Records
◆ ◆ ◆ ◆ ◆
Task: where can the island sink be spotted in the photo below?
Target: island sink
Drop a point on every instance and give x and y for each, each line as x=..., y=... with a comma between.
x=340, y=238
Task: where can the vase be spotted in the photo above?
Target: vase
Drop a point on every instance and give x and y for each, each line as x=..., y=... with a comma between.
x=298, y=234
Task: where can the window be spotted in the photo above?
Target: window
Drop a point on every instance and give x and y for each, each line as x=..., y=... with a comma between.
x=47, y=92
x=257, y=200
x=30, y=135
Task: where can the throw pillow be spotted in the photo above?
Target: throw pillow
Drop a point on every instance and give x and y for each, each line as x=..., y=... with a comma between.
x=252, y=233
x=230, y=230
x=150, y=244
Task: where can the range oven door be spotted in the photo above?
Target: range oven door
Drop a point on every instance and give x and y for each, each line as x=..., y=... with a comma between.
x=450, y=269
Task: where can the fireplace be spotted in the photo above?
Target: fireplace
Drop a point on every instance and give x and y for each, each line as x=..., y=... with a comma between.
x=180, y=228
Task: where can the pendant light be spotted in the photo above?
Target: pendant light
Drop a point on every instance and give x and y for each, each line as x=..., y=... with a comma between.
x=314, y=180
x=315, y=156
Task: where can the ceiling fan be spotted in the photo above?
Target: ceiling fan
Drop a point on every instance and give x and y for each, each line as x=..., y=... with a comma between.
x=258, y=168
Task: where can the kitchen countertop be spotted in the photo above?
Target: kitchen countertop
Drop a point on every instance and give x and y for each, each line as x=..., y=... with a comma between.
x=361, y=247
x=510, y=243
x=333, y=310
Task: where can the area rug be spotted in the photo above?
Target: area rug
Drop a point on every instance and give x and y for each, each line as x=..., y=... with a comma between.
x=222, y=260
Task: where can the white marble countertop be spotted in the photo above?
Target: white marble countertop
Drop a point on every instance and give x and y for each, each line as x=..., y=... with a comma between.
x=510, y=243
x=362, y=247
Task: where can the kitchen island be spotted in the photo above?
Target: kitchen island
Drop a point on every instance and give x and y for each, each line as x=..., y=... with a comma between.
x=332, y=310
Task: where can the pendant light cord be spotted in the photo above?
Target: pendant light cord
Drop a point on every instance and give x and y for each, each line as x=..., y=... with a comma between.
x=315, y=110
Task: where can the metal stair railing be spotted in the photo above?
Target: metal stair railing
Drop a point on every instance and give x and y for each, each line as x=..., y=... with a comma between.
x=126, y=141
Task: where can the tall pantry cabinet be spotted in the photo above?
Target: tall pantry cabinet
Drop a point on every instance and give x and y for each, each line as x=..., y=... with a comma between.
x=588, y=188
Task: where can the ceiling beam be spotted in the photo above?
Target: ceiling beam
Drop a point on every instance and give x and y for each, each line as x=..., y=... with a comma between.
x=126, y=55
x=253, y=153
◆ ◆ ◆ ◆ ◆
## TO DO
Write out the data above as a JSON list of strings, one string per line with blank lines left out, starting from the first line of the data and ending after the line that contains "x=298, y=234".

## SOLUTION TO THE EXERCISE
[
  "Task: where can the island sink be spotted in the photo below?",
  "Target: island sink",
  "Drop a point on every instance and give x and y for each, each line as x=..., y=... with a comma between.",
  "x=340, y=238",
  "Task: where can the vase be spotted in the photo above?",
  "Target: vase",
  "Drop a point on every instance and give x and y for each, each line as x=..., y=... with a comma between.",
  "x=298, y=234"
]